====== DOCUMENT SECTION ======
Allergic rhinitis is the most common of the allergic diseases. Despite improved understanding of the pathophysiology of allergic rhinitis and advances in its pharmacological treatment, its prevalence has increased worldwide. For patients whose symptoms remain uncontrolled despite medical treatment, allergen injection immunotherapy is advised. An allergen-based treatment may reduce symptoms, the need for medication and modify the natural course of this disease.

Objectives: 

To evaluate the efficacy and safety of subcutaneous specific allergen immunotherapy, compared with placebo, for reducing symptoms and medication requirements in seasonal allergic rhinitis patients.

Search strategy: 

We searched the Cochrane Ear, Nose and Throat Disorders Group Trials Register, the Cochrane Central Register of Controlled Trials (CENTRAL) (The Cochrane Library, Issue 1 2006), MEDLINE (1950 to 2006), EMBASE (1974 to 2006), Pre-MEDLINE, KOREAMED, INDMED, LILACS, PAKMEDINET, Scisearch, mRCT and the National Research Register. The date of the last search was February 2006.

Selection criteria: 

All studies identified by the searches were assessed to identify randomised controlled trials involving participants with symptoms of seasonal allergic rhinitis and proven allergen sensitivity, treated with subcutaneous allergen specific immunotherapy or corresponding placebo.

Data collection and analysis: 

Two independent authors identified all studies reporting double-blind, placebo controlled randomised trials of specific immunotherapy in patients with seasonal allergic rhinitis due to tree, grass or weed pollens. Two authors independently performed quality assessment of studies. Data from identified studies were abstracted onto a standard extraction sheet and subsequently entered into RevMan 4.2.8. Analysis was performed using the Standardised Mean Difference (SMD) method and a random-effects model; P values < 0.05 were considered statistically significant. The primary outcome measures were symptom scores, medication use, quality of life and adverse events.
====== DATA EXTRACTS ======
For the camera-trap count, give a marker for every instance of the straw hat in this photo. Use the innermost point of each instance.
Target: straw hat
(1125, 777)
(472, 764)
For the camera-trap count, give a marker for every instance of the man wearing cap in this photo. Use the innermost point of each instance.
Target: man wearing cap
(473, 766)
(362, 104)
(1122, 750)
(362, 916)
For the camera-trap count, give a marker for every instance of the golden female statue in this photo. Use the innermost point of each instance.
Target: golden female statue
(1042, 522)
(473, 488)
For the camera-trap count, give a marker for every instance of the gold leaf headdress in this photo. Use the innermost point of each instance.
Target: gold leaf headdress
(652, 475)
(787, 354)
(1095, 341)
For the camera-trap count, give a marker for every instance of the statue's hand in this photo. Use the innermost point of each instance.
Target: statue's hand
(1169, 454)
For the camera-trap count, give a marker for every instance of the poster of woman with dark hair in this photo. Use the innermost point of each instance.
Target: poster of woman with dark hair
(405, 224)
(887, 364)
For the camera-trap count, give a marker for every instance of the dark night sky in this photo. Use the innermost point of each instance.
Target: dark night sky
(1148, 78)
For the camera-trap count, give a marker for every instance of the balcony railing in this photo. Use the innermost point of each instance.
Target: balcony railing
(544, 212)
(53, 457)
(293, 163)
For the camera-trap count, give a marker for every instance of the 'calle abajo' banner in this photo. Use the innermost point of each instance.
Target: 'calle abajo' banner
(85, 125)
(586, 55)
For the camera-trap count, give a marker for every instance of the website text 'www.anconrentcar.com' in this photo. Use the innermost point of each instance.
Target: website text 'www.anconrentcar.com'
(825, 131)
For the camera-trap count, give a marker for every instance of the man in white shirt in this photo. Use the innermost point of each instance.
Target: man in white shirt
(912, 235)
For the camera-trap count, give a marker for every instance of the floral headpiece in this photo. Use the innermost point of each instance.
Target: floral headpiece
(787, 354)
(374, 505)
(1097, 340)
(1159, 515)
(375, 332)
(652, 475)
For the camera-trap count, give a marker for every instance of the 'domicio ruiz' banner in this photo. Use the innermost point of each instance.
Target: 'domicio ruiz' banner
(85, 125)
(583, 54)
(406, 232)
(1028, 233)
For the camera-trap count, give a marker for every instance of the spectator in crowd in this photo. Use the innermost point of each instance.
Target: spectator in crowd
======
# REQUIREMENT 1:
In the allergic rhinitis immunotherapy abstract, can you reproduce word for word the part that opens with the words containing "Allergic rhinitis is" and closes with "of this disease."?
# REQUIREMENT 2:
Using the allergic rhinitis immunotherapy abstract, answer these:
(a) Which allergic disease is called the most common?
(b) When was the last search carried out?
(c) Into which software were the extracted data entered?
# REQUIREMENT 3:
Can you extend the allergic rhinitis immunotherapy abstract, continuing it from where it stops?

# OUTPUT 1:
Allergic rhinitis is the most common of the allergic diseases. Despite improved understanding of the pathophysiology of allergic rhinitis and advances in its pharmacological treatment, its prevalence has increased worldwide. For patients whose symptoms remain uncontrolled despite medical treatment, allergen injection immunotherapy is advised. An allergen-based treatment may reduce symptoms, the need for medication and modify the natural course of this disease.

# OUTPUT 2:
(a) Allergic rhinitis
(b) February 2006
(c) RevMan 4.2.8

# OUTPUT 3:
Main results: 

We retrieved 1111 publications of which 51 satisfied our inclusion criteria. In total there were 2871 participants (1645 active, 1226 placebo), each receiving on average 18 injections. Duration of immunotherapy varied from three days to three years. Symptom score data from 15 trials were suitable for meta-analysis and showed an overall reduction in the immunotherapy group (SMD -0.73 (95% CI -0.97 to -0.50, P < 0.00001)). Medication score data from 13 trials showed an overall reduction in the immunotherapy group (SMD of -0.57 (95% CI -0.82 to -0.33, p<0.00001)). Clinical interpretation of the effect size is difficult. Adrenaline was given in 0.13% (19 of 14085 injections) of those on active treatment and in 0.01% (1 of 8278 injections) of the placebo group for treatment of adverse events. There were no fatalities.